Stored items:
┏━━

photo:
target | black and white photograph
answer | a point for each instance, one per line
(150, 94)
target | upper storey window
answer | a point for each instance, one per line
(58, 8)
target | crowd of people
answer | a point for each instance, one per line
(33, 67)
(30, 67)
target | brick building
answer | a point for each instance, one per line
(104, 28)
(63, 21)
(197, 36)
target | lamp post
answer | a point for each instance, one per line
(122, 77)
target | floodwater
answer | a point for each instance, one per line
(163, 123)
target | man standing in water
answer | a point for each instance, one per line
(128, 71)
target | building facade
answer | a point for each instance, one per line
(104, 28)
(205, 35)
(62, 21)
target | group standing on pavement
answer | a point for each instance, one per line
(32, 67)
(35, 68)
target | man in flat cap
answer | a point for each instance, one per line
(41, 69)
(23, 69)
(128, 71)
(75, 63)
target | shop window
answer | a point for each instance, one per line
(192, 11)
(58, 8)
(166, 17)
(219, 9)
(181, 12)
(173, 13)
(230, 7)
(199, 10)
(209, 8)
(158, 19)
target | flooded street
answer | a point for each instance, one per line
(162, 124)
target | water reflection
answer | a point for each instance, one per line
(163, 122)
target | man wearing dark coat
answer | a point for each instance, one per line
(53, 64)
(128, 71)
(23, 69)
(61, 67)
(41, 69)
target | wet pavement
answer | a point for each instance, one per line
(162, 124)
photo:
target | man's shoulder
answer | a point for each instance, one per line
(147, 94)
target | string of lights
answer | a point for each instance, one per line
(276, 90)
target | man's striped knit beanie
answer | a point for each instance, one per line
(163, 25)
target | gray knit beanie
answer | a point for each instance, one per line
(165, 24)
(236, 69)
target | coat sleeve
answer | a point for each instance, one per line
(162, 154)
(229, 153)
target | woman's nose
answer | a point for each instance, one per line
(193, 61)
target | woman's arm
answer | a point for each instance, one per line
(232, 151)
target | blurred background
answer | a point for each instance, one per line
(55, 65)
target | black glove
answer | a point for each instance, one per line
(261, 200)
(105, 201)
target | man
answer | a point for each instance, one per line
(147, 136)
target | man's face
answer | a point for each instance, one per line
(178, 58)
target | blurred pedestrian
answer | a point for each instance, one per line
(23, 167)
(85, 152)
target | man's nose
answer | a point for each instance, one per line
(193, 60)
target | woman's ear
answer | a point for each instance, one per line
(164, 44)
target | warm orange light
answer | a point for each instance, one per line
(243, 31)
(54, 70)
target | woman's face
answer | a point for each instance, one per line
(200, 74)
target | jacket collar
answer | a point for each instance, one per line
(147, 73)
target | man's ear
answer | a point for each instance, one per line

┗━━

Please copy out each record, character for character.

→ **Finished exercise**
photo:
target | black and white photograph
answer | a point for each instance, one per line
(150, 94)
target | upper storey window
answer | a point for each instance, one per line
(58, 8)
target | crowd of people
answer | a point for each instance, one per line
(33, 67)
(30, 67)
target | brick building
answer | a point for each instance, one per line
(104, 28)
(63, 21)
(197, 36)
target | lamp post
answer | a point for each instance, one per line
(122, 77)
target | floodwater
answer | a point for each instance, one per line
(163, 123)
target | man standing in water
answer | a point for each instance, one per line
(128, 71)
target | building facade
answer | a point for each instance, one per line
(104, 28)
(205, 35)
(62, 21)
target | group standing on pavement
answer | a point for each instance, one per line
(32, 67)
(35, 68)
target | man in flat cap
answer | a point for each instance, one per line
(41, 69)
(23, 69)
(128, 71)
(75, 63)
target | shop window
answer | a point for each instance, one per line
(192, 11)
(58, 8)
(166, 17)
(219, 9)
(181, 12)
(173, 13)
(230, 7)
(199, 10)
(209, 8)
(158, 19)
target | flooded street
answer | a point for each instance, one per line
(162, 124)
target | water reflection
answer | a point for each instance, one per line
(163, 122)
target | man wearing dark coat
answer | a point for each instance, one per line
(53, 64)
(128, 71)
(23, 69)
(61, 67)
(41, 69)
target | wet pavement
answer | a point for each instance, one per line
(162, 124)
photo:
target | man's shoulder
answer | a point for each instance, one per line
(147, 94)
target | string of lights
answer | a point for each instance, one per line
(276, 90)
target | man's striped knit beanie
answer | a point for each instance, one per line
(163, 25)
target | gray knit beanie
answer | a point for each instance, one per line
(165, 24)
(236, 69)
target | coat sleeve
answer | a point for each instance, one per line
(162, 154)
(229, 153)
target | woman's nose
answer | a point for each instance, one per line
(193, 61)
target | woman's arm
answer | a point for each instance, one per line
(232, 151)
target | blurred background
answer | a point for each instance, one per line
(55, 65)
target | black glove
answer | a point for each instance, one per line
(261, 200)
(105, 201)
target | man
answer | a point for each instance, one per line
(147, 136)
target | man's face
answer | a point for each instance, one per line
(178, 58)
target | blurred pedestrian
answer | a point for each instance, one per line
(23, 167)
(85, 152)
target | man's nose
answer | a point for each instance, one per line
(193, 60)
target | woman's ear
answer | a point for each instance, one per line
(164, 44)
target | warm orange light
answer | a point for each instance, one per line
(243, 31)
(54, 70)
target | woman's face
answer | a point for each instance, one per line
(200, 74)
target | jacket collar
answer | a point for each instance, one per line
(147, 73)
target | man's ear
answer | a point for each instance, one per line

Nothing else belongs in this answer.